[Region annotation items]
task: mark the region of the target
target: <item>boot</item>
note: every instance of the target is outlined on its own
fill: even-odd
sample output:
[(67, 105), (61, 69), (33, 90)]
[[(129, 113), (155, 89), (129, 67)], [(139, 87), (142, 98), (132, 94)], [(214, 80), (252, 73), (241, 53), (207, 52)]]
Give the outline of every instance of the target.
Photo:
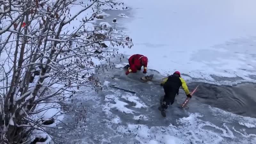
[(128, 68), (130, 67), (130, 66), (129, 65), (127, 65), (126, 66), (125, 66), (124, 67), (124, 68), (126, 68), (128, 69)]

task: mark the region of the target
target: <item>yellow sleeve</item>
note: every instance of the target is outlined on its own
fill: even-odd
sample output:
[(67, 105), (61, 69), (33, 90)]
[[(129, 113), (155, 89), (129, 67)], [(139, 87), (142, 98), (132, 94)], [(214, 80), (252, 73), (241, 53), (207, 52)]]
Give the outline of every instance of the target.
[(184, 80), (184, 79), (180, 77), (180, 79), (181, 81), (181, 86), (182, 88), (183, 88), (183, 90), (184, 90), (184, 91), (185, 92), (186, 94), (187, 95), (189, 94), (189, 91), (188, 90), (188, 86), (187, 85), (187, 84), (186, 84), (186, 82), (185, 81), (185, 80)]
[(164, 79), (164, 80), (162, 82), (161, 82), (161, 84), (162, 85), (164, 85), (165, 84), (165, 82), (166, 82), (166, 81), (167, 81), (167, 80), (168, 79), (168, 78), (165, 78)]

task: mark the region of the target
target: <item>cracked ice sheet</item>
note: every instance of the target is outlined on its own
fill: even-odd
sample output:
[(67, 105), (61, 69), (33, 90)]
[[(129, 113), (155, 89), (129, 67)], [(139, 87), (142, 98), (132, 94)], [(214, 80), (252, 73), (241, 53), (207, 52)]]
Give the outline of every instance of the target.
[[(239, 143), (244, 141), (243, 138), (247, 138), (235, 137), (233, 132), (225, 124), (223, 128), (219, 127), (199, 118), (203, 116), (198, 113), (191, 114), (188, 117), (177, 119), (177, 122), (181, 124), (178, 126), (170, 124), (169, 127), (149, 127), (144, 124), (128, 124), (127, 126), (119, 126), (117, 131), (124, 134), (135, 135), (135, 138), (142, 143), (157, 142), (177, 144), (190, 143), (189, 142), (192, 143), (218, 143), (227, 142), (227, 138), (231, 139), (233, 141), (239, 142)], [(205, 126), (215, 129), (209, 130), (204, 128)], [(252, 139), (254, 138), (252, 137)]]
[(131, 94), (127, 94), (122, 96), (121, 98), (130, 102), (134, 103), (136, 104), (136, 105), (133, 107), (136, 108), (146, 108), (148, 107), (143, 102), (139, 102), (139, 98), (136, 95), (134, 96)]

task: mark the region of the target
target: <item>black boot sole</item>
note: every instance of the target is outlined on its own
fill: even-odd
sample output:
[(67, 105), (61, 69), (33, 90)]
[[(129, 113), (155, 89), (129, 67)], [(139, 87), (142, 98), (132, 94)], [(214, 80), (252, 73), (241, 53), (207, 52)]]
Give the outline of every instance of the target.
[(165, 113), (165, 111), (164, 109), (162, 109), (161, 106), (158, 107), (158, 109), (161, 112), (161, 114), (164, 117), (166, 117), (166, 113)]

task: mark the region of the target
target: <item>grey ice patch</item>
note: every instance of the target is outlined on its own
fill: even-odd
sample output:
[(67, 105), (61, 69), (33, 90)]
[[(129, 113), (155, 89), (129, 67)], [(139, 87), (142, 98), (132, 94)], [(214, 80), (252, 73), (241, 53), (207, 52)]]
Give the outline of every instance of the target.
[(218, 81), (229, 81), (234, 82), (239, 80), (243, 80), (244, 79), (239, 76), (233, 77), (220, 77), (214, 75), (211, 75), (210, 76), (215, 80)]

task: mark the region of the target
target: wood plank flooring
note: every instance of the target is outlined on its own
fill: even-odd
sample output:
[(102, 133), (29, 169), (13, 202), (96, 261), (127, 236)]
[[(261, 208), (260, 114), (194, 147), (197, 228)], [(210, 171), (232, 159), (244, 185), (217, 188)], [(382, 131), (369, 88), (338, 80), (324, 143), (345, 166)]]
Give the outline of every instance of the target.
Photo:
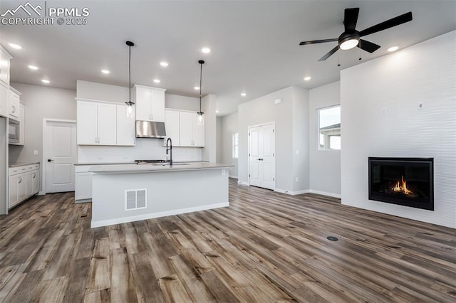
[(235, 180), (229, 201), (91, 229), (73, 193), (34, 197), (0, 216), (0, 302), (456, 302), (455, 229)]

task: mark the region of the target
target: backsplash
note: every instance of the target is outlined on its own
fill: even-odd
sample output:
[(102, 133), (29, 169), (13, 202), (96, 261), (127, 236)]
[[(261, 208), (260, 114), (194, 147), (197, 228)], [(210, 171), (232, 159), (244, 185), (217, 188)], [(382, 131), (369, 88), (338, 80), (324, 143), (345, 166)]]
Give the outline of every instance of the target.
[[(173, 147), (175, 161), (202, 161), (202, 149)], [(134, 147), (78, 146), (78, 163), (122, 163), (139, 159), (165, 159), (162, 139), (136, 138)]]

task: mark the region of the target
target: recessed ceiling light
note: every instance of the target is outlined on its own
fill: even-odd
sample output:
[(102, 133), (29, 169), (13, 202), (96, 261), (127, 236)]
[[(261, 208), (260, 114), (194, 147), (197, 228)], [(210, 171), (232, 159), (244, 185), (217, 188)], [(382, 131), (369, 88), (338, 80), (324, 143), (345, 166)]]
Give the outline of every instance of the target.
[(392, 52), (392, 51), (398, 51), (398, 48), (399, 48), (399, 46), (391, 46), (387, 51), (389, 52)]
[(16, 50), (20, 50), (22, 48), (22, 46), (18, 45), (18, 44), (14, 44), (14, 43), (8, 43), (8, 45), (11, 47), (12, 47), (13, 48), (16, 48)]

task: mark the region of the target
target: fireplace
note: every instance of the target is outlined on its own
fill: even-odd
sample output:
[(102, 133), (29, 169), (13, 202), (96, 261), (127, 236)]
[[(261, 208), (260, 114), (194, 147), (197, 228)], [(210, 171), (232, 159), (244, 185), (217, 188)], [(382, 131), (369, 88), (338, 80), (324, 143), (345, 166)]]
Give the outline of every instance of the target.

- _Stated goal_:
Print all of the records above, copying each line as it stands and leaving out the pictures.

- _Response for this exercise_:
task: mark the region of the target
target: <item>boot</item>
note: every instance of the target is outlined on its own
fill: even-odd
sample output:
[(67, 105), (61, 69), (33, 90)]
[[(129, 113), (155, 89), (129, 67)], [(139, 87), (142, 98), (132, 94)], [(214, 80), (252, 73), (241, 53), (207, 52)]]
Give the outline of every instance of the target.
Photo:
[(128, 68), (130, 67), (130, 66), (129, 65), (127, 65), (126, 66), (125, 66), (124, 67), (124, 68), (126, 68), (128, 69)]

task: mark the region of the target
target: <item>yellow sleeve</item>
note: every instance of the target is outlined on its own
fill: even-odd
sample output:
[(67, 105), (61, 69), (33, 90)]
[[(129, 113), (155, 89), (129, 67)], [(139, 87), (142, 98), (132, 94)], [(214, 80), (252, 73), (241, 53), (207, 52)]]
Give the outline of every instance of the target.
[(184, 80), (184, 79), (180, 77), (180, 79), (181, 81), (181, 86), (182, 88), (183, 88), (183, 90), (184, 90), (184, 91), (185, 92), (186, 94), (187, 95), (189, 94), (189, 91), (188, 90), (188, 86), (187, 85), (187, 84), (186, 84), (186, 82), (185, 81), (185, 80)]
[(164, 79), (164, 80), (162, 82), (161, 82), (161, 84), (162, 85), (164, 85), (165, 84), (165, 82), (166, 82), (166, 81), (167, 81), (167, 80), (168, 79), (168, 78), (165, 78)]

task: mark the region of the target
target: <item>cracked ice sheet</item>
note: every instance of the target is outlined on its own
fill: even-odd
sample output:
[(67, 105), (61, 69), (33, 90)]
[[(129, 113), (155, 89), (129, 67)], [(139, 87), (142, 98), (132, 94)], [(214, 80), (252, 73), (241, 53), (207, 52)]]
Give the outline of every instance of the target.
[[(239, 143), (244, 141), (243, 138), (247, 138), (235, 137), (233, 132), (225, 124), (223, 128), (219, 127), (199, 118), (203, 116), (198, 113), (191, 114), (188, 117), (177, 119), (177, 122), (181, 124), (178, 126), (170, 124), (169, 127), (149, 127), (144, 124), (128, 124), (127, 126), (119, 126), (117, 131), (124, 134), (135, 135), (135, 138), (142, 143), (157, 142), (177, 144), (190, 143), (189, 142), (192, 143), (218, 143), (227, 142), (227, 138), (231, 139), (233, 141), (239, 142)], [(205, 126), (215, 129), (209, 130), (204, 128)], [(252, 139), (254, 138), (252, 137)]]
[(131, 94), (127, 94), (122, 96), (121, 98), (130, 102), (134, 103), (136, 104), (136, 105), (133, 107), (136, 108), (146, 108), (148, 107), (143, 102), (139, 102), (139, 98), (136, 95), (134, 96)]

task: mark the region of the target
target: <item>black boot sole</item>
note: every instance of the target is outlined on its own
fill: even-odd
sample output:
[(67, 105), (61, 69), (33, 90)]
[[(129, 113), (155, 89), (129, 67)], [(139, 87), (142, 98), (132, 94)], [(214, 80), (252, 73), (241, 53), (207, 52)]]
Give the outline of every instance of the target.
[(165, 113), (165, 111), (164, 109), (162, 109), (161, 106), (158, 107), (158, 109), (161, 112), (161, 114), (164, 117), (166, 117), (166, 113)]

task: mark the region of the target
target: <item>grey ice patch</item>
note: every instance of the target is outlined on its own
fill: even-odd
sample output:
[(67, 105), (61, 69), (33, 90)]
[[(129, 113), (155, 89), (129, 67)], [(139, 87), (142, 98), (132, 94)], [(214, 80), (252, 73), (241, 53), (207, 52)]]
Give the outline of every instance of the target.
[(218, 81), (229, 81), (234, 82), (239, 80), (243, 80), (244, 79), (239, 76), (233, 77), (220, 77), (214, 75), (211, 75), (210, 76), (215, 80)]

task: mark the region of the target
target: wood plank flooring
note: every instance of the target is outlined on its own
fill: even-odd
sample output:
[(102, 133), (29, 169), (13, 202), (96, 261), (127, 236)]
[[(261, 208), (260, 114), (194, 147), (197, 228)], [(210, 171), (232, 159), (244, 185), (217, 188)], [(382, 131), (369, 88), (338, 80), (324, 143), (345, 166)]]
Give the outline of every instance of the target.
Photo:
[(235, 180), (229, 201), (91, 229), (73, 193), (34, 197), (0, 216), (0, 302), (456, 302), (455, 229)]

task: mark the region of the target
target: backsplash
note: every instance of the target is outlined on its own
fill: even-odd
sample output:
[(102, 133), (29, 169), (13, 202), (96, 261), (127, 236)]
[[(261, 208), (260, 114), (194, 147), (197, 228)], [(210, 171), (232, 159), (244, 185), (217, 188)], [(382, 131), (369, 88), (338, 80), (324, 143), (345, 166)]]
Give the outline of every instance of the target.
[[(173, 147), (175, 161), (202, 161), (202, 149)], [(134, 147), (78, 146), (78, 163), (122, 163), (139, 159), (165, 159), (162, 139), (136, 138)]]

task: mark the region of the target
target: recessed ceiling light
note: every instance of the target is outlined on its own
fill: even-odd
sample output:
[(102, 133), (29, 169), (13, 202), (96, 261), (127, 236)]
[[(261, 208), (260, 114), (194, 147), (197, 228)], [(210, 171), (232, 159), (244, 185), (217, 188)], [(382, 131), (369, 88), (338, 80), (324, 143), (345, 166)]]
Give the outline of every instance of the target.
[(392, 52), (392, 51), (398, 51), (398, 48), (399, 48), (399, 46), (391, 46), (387, 51), (389, 52)]
[(16, 50), (20, 50), (22, 48), (22, 46), (18, 45), (18, 44), (14, 44), (14, 43), (8, 43), (8, 45), (11, 47), (12, 47), (13, 48), (16, 48)]

task: mark the region of the target
target: fireplace
note: every instance of the target is outlined on its own
fill: even-odd
sample output:
[(102, 133), (29, 169), (13, 202), (96, 261), (127, 236)]
[[(261, 208), (260, 114), (194, 147), (197, 228)], [(210, 171), (232, 159), (244, 185), (217, 188)], [(382, 131), (369, 88), (338, 80), (324, 143), (345, 166)]]
Give the outline of every instance of the target.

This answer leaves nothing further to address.